# Supplied information start

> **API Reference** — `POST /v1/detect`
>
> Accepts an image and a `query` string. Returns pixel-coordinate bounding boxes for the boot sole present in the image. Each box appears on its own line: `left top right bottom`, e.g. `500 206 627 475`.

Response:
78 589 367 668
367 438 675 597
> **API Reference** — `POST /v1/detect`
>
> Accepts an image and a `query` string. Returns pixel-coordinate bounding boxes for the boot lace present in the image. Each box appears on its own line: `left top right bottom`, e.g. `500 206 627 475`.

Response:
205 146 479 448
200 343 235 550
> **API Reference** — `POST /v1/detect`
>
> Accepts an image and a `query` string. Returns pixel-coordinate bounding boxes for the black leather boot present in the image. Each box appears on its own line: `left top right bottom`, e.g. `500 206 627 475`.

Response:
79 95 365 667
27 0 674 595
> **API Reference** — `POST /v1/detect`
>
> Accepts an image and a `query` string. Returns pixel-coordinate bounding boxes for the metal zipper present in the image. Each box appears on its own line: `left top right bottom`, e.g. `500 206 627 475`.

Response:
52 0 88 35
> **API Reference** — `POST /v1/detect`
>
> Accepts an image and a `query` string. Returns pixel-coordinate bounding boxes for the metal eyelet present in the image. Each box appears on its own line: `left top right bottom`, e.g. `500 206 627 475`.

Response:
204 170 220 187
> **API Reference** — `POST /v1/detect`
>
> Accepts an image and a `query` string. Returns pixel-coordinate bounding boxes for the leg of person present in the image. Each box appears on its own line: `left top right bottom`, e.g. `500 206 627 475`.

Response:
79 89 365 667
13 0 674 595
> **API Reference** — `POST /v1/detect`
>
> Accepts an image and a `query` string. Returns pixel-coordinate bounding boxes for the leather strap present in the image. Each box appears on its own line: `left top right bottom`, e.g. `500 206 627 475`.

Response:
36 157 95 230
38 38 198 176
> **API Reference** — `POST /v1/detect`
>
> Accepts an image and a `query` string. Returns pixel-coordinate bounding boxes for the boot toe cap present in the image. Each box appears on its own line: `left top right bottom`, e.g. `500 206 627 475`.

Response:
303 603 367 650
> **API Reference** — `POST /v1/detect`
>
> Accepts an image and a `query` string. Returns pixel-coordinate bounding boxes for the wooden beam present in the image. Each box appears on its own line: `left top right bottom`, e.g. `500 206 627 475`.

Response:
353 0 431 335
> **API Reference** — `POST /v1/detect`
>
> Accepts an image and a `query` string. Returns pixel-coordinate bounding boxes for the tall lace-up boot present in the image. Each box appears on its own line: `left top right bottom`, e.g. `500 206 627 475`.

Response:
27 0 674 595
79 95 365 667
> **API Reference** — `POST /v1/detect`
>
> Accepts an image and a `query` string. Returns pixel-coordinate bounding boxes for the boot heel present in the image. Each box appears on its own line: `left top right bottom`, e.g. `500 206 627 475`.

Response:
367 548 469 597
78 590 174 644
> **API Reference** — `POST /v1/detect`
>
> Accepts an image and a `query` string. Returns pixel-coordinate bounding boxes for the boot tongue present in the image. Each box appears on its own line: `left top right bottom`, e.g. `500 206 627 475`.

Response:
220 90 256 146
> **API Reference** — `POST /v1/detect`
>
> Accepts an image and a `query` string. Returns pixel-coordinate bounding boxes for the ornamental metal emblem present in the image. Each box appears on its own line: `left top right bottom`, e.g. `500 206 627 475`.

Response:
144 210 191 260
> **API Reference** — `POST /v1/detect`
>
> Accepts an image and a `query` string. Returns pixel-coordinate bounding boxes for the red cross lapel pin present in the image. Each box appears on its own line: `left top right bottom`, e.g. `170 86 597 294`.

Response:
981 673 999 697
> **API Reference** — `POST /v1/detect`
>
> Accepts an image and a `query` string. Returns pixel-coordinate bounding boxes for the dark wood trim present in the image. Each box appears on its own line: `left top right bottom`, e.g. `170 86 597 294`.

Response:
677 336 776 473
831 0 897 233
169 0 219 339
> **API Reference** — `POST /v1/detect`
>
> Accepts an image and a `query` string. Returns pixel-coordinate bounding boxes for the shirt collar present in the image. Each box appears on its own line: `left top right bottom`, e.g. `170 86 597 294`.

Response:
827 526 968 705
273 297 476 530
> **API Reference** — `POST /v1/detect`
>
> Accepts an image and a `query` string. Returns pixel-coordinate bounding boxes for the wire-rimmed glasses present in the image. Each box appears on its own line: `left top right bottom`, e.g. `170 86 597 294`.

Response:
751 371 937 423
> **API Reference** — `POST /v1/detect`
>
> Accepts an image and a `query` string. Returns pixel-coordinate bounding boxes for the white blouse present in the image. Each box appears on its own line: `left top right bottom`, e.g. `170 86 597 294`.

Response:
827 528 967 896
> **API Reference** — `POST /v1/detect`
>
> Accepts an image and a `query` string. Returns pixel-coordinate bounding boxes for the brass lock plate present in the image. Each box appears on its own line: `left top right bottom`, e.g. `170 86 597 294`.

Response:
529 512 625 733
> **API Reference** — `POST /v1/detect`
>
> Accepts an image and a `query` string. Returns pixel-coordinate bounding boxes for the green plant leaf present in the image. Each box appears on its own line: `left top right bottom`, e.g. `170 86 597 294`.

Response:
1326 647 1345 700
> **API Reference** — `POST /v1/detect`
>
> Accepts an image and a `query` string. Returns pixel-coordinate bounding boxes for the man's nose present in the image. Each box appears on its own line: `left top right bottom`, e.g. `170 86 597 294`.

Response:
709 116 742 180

# Supplied information end

### Work to do:
Restate the whole listing exactly.

### Problem solution:
> **API Reference** — `POST /v1/detect`
>
> Accepts an image and a `query` string. Returns pixel-coordinate bounding boxes for the boot sole present in the image. Each box appears on its own line: `left top right bottom`, e.g. `500 206 627 475`.

Response:
78 589 367 668
367 438 675 597
> **API Reference** — `POST /v1/detect`
>
> Accepts an image and a `query` string. Returns pixel-coordinate bounding boxes for the boot lace present in the image. Each box appears on its own line: `left top right bottom`, e.g. `500 206 627 475`.

Response:
205 146 479 448
200 343 235 550
> **API Reference** — `POST /v1/detect`
>
> Accepts an image and a `query` string. Returns pixel-coordinate bounding boxes for the black leather boot present in the image. Each box appears on its own line: `left top right bottom`, e.g. `500 206 627 475`.

Response:
79 95 365 667
27 0 674 595
> **API Reference** — `POST /v1/detect`
>
> Accepts an image and a `query` string. Returns pixel-coordinate bounding boxes for the metal zipper present in the image. Each box appears on its own line: `left top right bottom`, e.g. `500 206 627 475`.

Response:
52 0 88 35
> **API Reference** — `POST /v1/detect`
>
> Accepts an image and a `query` string. Returns pixel-coordinate bounding boxes for the metal eyelet present in the image. Each box appears on its own line: `left top right bottom`, e.g. `500 206 627 475`.

Response:
204 170 220 187
> **API Reference** — `POST /v1/detect`
>
> Accepts an image and a `query` string. Returns pixel-coordinate bounding boxes for the leg of person present in the image. Each box appears on its own line: `left top right bottom`, e.g. `500 206 627 475`.

Response:
79 89 365 667
13 0 674 595
> **API Reference** — `POST /v1/detect`
>
> Accepts an image and a `query` string. Returns pixel-coordinate bounding boxes for the leather strap present in the image. Each box appears on its own line: `left top right bottom`, e.g. `500 206 627 475`.

Response:
36 157 95 230
38 38 198 176
> **API Reference** — `POST /v1/detect`
>
> Accepts an image and a `query` string. Returns pixel-coordinate bounding boxes for the boot toe cap present in the image. Each box appears on its own line: `left top right bottom`, e.g. `500 206 627 475`.

Response:
303 603 367 650
> **API Reference** — `POST /v1/detect`
>
> Accepts an image and a `query` string. Returns pixel-coordinate bounding boxes for the wooden beam present in the image. Each box appears on its own line: `left top right bottom`, e.g. `500 206 627 475`.

Response:
353 0 431 335
> **API Reference** — `POST /v1/detect`
>
> Accepts an image and a `query` string. Returns pixel-coordinate bounding boxes for the tall lace-up boot present in the image. Each box appears on its own line: `left top right bottom`, e.g. `500 206 627 475`.

Response:
27 0 674 595
79 95 365 667
> **API Reference** — `POST /v1/detect`
>
> Accepts an image and a `query` string. Returns pixel-coordinate bounding boxes for the boot heel present in the image. Each box appears on its own line: `left top right bottom`, e.g. `500 206 627 475`.

Response:
367 548 469 597
78 590 174 644
> **API Reference** — `POST /v1/detect`
>
> Accepts an image and a `query` string. Returns pixel-coordinate bounding boxes for the boot tongue present in the image. Each box appears on its own line: `left top right bottom`, e.g. `500 206 627 475`.

Response:
220 90 256 146
> **API Reference** — `POST /v1/detect`
>
> Accepts an image and a `query` string. Returns pixel-coordinate bounding boxes for the ornamental metal emblem present in the image. Each box appears on its own line: `left top right bottom`, e.g. `500 206 627 475`.

Response:
144 210 191 260
> **API Reference** — `POST /v1/detect`
>
> Accepts an image and a `query` string. Returns pixel-coordinate bounding boxes for the red cross lapel pin present in the image. Each box appears on its own line: `left top right bottom`, e.g. `170 86 597 294`.

Response:
981 673 999 697
> **API Reference** — `POST /v1/detect`
>
> Accepts an image and a `query` string. Returns pixel-coordinate bounding boxes for the dark wood trim present in the image. Each box appears on its own line: `left top right bottom`, e.g. `170 86 597 294`.

Response:
677 336 776 473
831 0 897 233
169 0 219 339
> **API Reference** — `POST /v1/detect`
>
> Accepts an image and a `query` string. Returns pixel-coordinate bounding boxes for the shirt collar present in the image. Each box appears on its own line: `left top right bottom`, e.g. `170 86 597 294`.

Response:
827 526 968 705
273 297 476 530
> **API Reference** — `POST /v1/detect`
>
> Accepts an image and a `query` string. Returns pixel-coordinate bounding boxes for the wire-rimmed glasses present in the image. Each box appears on its own line: `left top right bottom`, e.g. `170 86 597 294`.

Response:
751 371 937 423
> **API Reference** — `POST /v1/detect`
>
> Accepts an image and a `query` string. Returns pixel-coordinate bounding boxes for the white blouse present in the image. Each box appears on its own line: `left top right bottom`, e.g. `170 86 597 294`.

Response:
827 528 967 896
> **API Reference** — `POST /v1/detect`
>
> Accepts an image and a `query` string. Returns pixel-coordinate bounding boxes for the brass lock plate present in the image. Each box appears on its own line: `left top right bottom`, e.g. `170 86 597 294`.

Response:
529 512 625 733
> **API Reference** — `POST /v1/detect`
>
> Accepts an image and a `query` string. Returns pixel-coordinate bounding boxes for the green plant leaf present in the image. Each box appears on its own line: `left top right bottom`, e.g. `170 86 597 294`.

Response:
1326 647 1345 700
> **API Reference** — `POST /v1/detect`
>
> Accepts an image and a `query` string. Returns pixel-coordinate bounding boxes for the man's nose present in the image. Each box appears on its own line: `left top right bottom`, e.g. `170 86 597 294`.

Response:
709 116 742 180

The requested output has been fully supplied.